───── EXCERPT TO READ

In the UK, supplements are regulated as food products under the Food Safety Act 1990. They must meet safety standards and cannot claim to treat, prevent or cure any disease — such claims would require approval from the Medicines and Healthcare products Regulatory Agency (MHRA). However, enforcement by the Food Standards Agency (FSA) is often reactive, and the line between vague wellness promises and prohibited medicinal claims can be blurred. The post-Brexit regulatory landscape means Great Britain has its own framework, while Northern Ireland follows EU rules.

──────────
───── SUPPLIED MATERIAL

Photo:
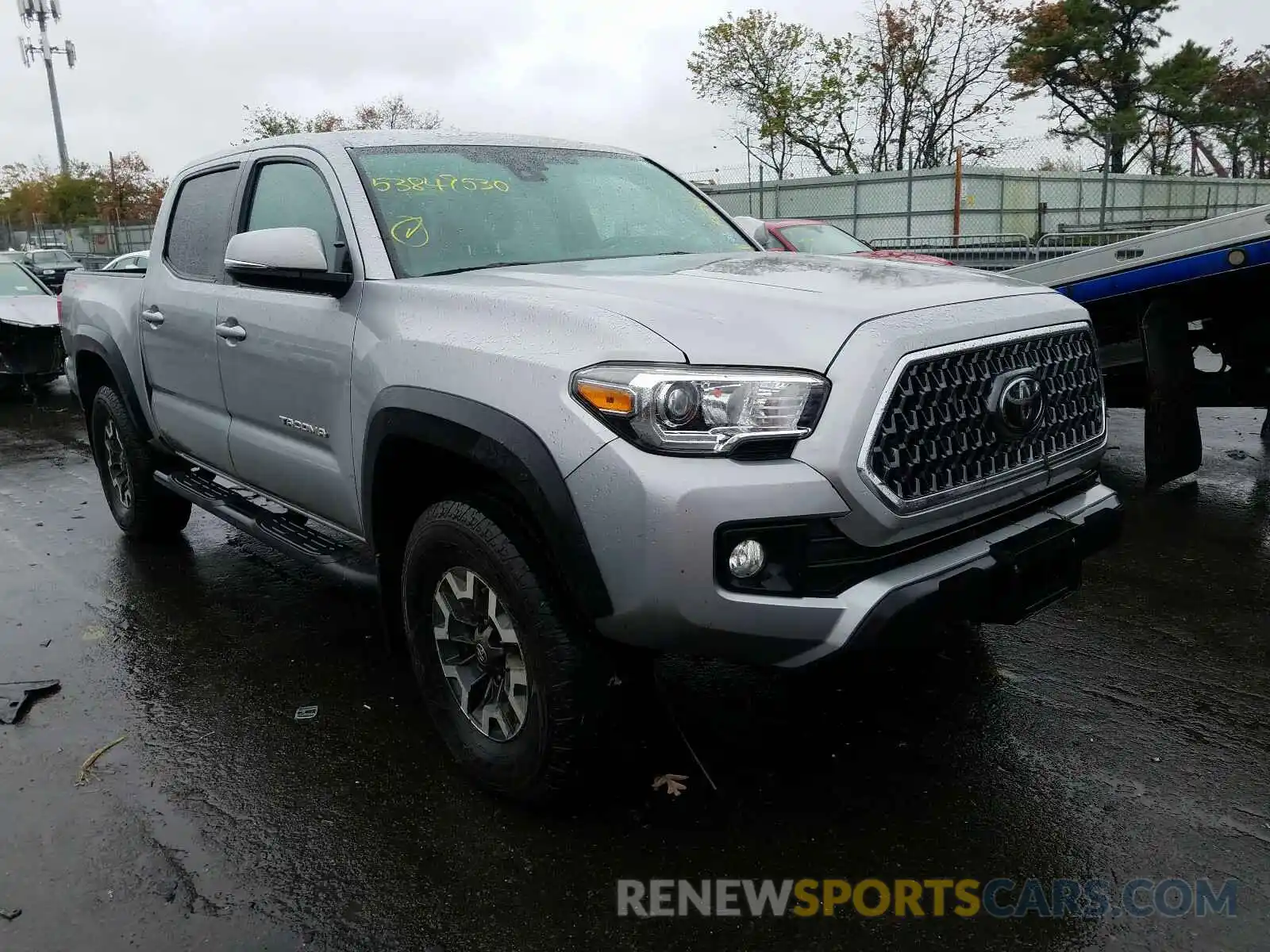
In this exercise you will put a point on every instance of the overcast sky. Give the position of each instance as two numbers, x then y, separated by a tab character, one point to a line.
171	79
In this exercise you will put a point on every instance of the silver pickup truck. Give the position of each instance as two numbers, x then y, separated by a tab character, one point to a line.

──────────

PROBLEMS TO WORK ON:
a) Answer these questions from the text on UK supplement regulation, one line each:
(i) Under which law are supplements regulated as food products in the UK?
(ii) Which body must approve any claim that a supplement treats, prevents or cures a disease?
(iii) Whose rules does Northern Ireland follow?
b) Transcribe everything from "In the UK, supplements" down to "follows EU rules." in the text on UK supplement regulation, keeping every word and mark unchanged.
c) Rewrite the paragraph of the text on UK supplement regulation that begins "In the UK, supplements are regulated" as a short bulleted list, keeping its main facts.
The material has no connection to the text on UK supplement regulation.

EXPECTED RESPONSES:
a)
(i) The Food Safety Act 1990.
(ii) The Medicines and Healthcare products Regulatory Agency (MHRA).
(iii) EU rules.

b)
In the UK, supplements are regulated as food products under the Food Safety Act 1990. They must meet safety standards and cannot claim to treat, prevent or cure any disease — such claims would require approval from the Medicines and Healthcare products Regulatory Agency (MHRA). However, enforcement by the Food Standards Agency (FSA) is often reactive, and the line between vague wellness promises and prohibited medicinal claims can be blurred. The post-Brexit regulatory landscape means Great Britain has its own framework, while Northern Ireland follows EU rules.

c)
- UK supplements are regulated as food products under the Food Safety Act 1990.
- They must meet safety standards.
- They cannot claim to treat, prevent or cure disease; such claims need MHRA approval.
- FSA enforcement is often reactive.
- The line between vague wellness promises and prohibited medicinal claims can be blurred.
- After Brexit, Great Britain has its own framework, while Northern Ireland follows EU rules.